─── Passage to read
Flower Essences: Uses and Benefits
This blog does not intend to provide diagnosis...
Flower essences, also called flower remedies, are infusions made from the flowering part of a plant. Users of flower essences as a holistic treatment seek to address the mental, emotional, and even spiritual aspects of wellness.
Sometimes the term flower essence can be confused with the term essential oil. However, these two health modalities are in fact quite different from each other. Unlike essential oils, flower essences are odorless. While essential oils contain physical substances extracted from plants, there are no physical plant materials in flower essences.
In their pure form, flower essences are made primarily of water. In a process known as the “sun method,” flowers are placed in water and left to infuse in the sun. Another method involves boiling the flowers in water. After discarding the flowers, the liquid is diluted and bottled with a preservative (often alcohol like brandy or vodka).
When using a flower essence, the purpose is not to ingest or absorb an extract of the actual plant to benefit from its phytochemical compounds. Flower essence proponents believe that all living things possess their own energy (also called frequency or vibration). The specific energy of each flower is imprinted within the diluted liquid. The user of a flower essence benefits by absorbing that energy. Thus, flower essences act energetically, not biochemically.
──────
─── Data for analysis
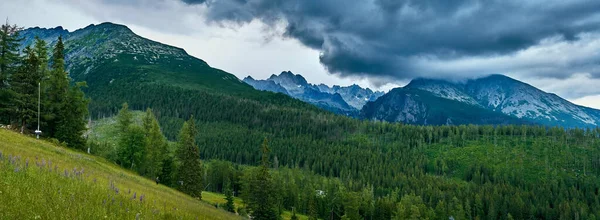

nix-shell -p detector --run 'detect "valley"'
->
[0,19,600,219]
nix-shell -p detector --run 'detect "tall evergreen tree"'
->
[223,178,235,213]
[243,138,280,220]
[0,20,23,124]
[178,116,203,199]
[47,36,89,149]
[142,108,168,178]
[44,36,70,138]
[117,102,133,134]
[12,46,42,133]
[0,20,23,88]
[56,82,89,149]
[117,125,146,170]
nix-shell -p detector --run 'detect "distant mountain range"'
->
[244,71,383,115]
[360,75,600,127]
[21,23,600,128]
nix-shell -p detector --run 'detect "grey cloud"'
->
[182,0,600,80]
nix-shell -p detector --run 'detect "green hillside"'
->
[0,129,238,219]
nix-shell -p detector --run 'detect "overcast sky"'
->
[0,0,600,108]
──────
=== Action item ===
Answer these questions from the flower essences article:
1. How do flower essences differ from essential oils in smell?
2. What is the process of leaving flowers to infuse in water in the sun called?
3. According to the article, do flower essences act biochemically or energetically?
The data was taken from a different source than the text.

=== Solution to this exercise ===
1. Flower essences are odorless.
2. It is called the "sun method."
3. They act energetically, not biochemically.